◆ GIVEN RECORDS
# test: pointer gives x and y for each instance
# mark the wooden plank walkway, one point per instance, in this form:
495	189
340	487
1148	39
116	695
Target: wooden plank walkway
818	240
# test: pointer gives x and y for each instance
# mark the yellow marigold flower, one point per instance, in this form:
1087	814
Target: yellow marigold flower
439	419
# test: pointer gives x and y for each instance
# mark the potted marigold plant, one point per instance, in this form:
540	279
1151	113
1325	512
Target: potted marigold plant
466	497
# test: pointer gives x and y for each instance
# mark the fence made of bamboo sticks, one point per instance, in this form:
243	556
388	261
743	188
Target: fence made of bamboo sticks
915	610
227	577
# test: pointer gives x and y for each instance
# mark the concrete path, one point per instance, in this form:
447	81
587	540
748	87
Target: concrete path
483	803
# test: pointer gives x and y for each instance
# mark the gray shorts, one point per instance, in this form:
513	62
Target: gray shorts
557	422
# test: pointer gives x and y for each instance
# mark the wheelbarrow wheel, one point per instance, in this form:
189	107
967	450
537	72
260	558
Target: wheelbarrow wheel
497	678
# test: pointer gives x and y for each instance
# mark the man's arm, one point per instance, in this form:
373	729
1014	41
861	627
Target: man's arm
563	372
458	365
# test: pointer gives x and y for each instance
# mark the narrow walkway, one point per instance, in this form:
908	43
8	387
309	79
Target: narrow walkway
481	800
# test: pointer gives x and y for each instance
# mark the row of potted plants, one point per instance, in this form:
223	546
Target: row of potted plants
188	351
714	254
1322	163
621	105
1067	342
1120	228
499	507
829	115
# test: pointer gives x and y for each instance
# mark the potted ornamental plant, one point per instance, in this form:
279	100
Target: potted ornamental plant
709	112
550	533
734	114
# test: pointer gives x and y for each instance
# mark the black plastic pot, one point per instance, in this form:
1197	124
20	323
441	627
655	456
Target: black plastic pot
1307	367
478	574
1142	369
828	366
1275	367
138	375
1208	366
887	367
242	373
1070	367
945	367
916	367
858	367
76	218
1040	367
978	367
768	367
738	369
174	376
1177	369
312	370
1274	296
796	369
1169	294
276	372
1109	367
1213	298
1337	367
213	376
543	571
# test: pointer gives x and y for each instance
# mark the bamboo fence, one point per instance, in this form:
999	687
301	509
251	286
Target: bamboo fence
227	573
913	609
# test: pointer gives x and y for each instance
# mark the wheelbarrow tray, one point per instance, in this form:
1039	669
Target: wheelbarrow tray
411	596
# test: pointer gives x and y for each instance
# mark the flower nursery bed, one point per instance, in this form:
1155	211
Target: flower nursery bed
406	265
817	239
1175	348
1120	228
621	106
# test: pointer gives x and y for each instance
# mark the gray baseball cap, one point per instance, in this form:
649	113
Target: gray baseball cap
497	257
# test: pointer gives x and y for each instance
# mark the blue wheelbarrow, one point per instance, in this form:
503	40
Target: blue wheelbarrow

◆ ASSIGNMENT
Among the lines of the listing above, which ones contain the word "blue"? Show them.

◆ OUTPUT
# mark the blue wheelbarrow, one point per instance, in this form:
Target: blue wheelbarrow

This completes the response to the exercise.